# [Excerpt provided]
All this makes John Kerry's choice of running-mate more significant. The US media is already writing of the forthcoming TV debates between Dick Cheney and John Edwards with more excited anticipation than the Bush-Kerry set-pieces. John Kerry and John Edwards may be both male, white and Washington politicians, but there is a balance of a kind to the ticket. John Kerry has the gravitas and John Edwards has the pizzazz. John Kerry has nursed the centrist, swing voters with great care. John Edwards will fire up the Democrat core vote with his Disraeli-style depiction of two American nations, one privileged and the other powerless.

They are a combination which may just work. The mood-swing among Democrats is certainly positive. I spent much of this week in the Netherlands with Madeleine Albright and other long-standing Democrats. When I visited them in the US last summer, it was rather like being dropped behind enemy lines to bring messages of encouragement to a demoralised resistance. Now, only a year later, there is a real sense that discussing relations with a Democrat administration is no longer a theoretical question, but sensible planning.

The Bush administration will leave transatlantic relations badly in need of repair. Iraq provoked a crisis in Nato which one of its staff compared to a "near-death experience". US officials are given to complaining that at the Istanbul summit they tried to build bridges by offering joint initiatives and brandishing UN mandates, but were rebuffed. The truth is that the conversion of George Bush to multilateralism is just too close to the presidential elections to be convincing.

A Kerry-Edwards victory is a necessary condition of restoring the transatlantic partnership, but we should not delude ourselves that it will be a sufficient condition. Europe needs to recognise that the orientation of the US will increasingly turn to the Pacific rather than the Atlantic.

# [Problems to solve]
1. Decide whether each statement below agrees with the commentary on the Kerry-Edwards ticket. Answer yes or no, and quote the words that settle it.
(a) The US media looks forward to the Cheney-Edwards debates more eagerly than to the Bush-Kerry ones.
(b) The writer visited Democrats in the US last winter.
(c) A Kerry-Edwards victory would by itself be enough to restore the transatlantic partnership.
2. Answer these questions from the commentary on the Kerry-Edwards ticket.
(a) What quality does John Kerry bring to the ticket?
(b) In which country did the writer spend much of this week?
(c) Toward which ocean will the orientation of the US increasingly turn?

# [Information shown]

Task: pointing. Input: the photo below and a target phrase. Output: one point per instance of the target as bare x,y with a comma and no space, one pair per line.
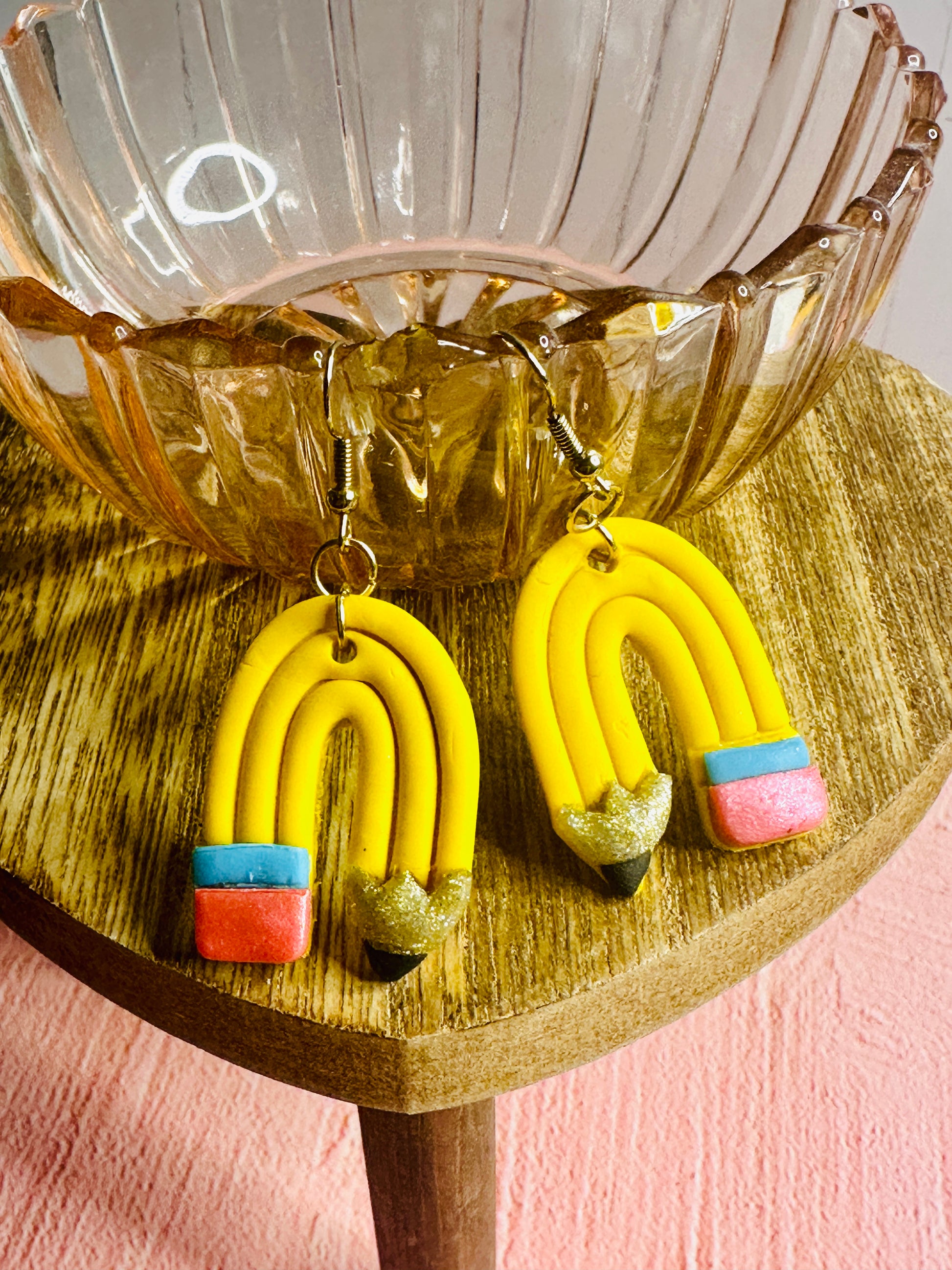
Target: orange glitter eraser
252,925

# [Worked solutions]
1.
(a) Yes: "with more excited anticipation than the Bush-Kerry set-pieces"
(b) No: "When I visited them in the US last summer"
(c) No: "we should not delude ourselves that it will be a sufficient condition"

2.
(a) Gravitas
(b) The Netherlands
(c) The Pacific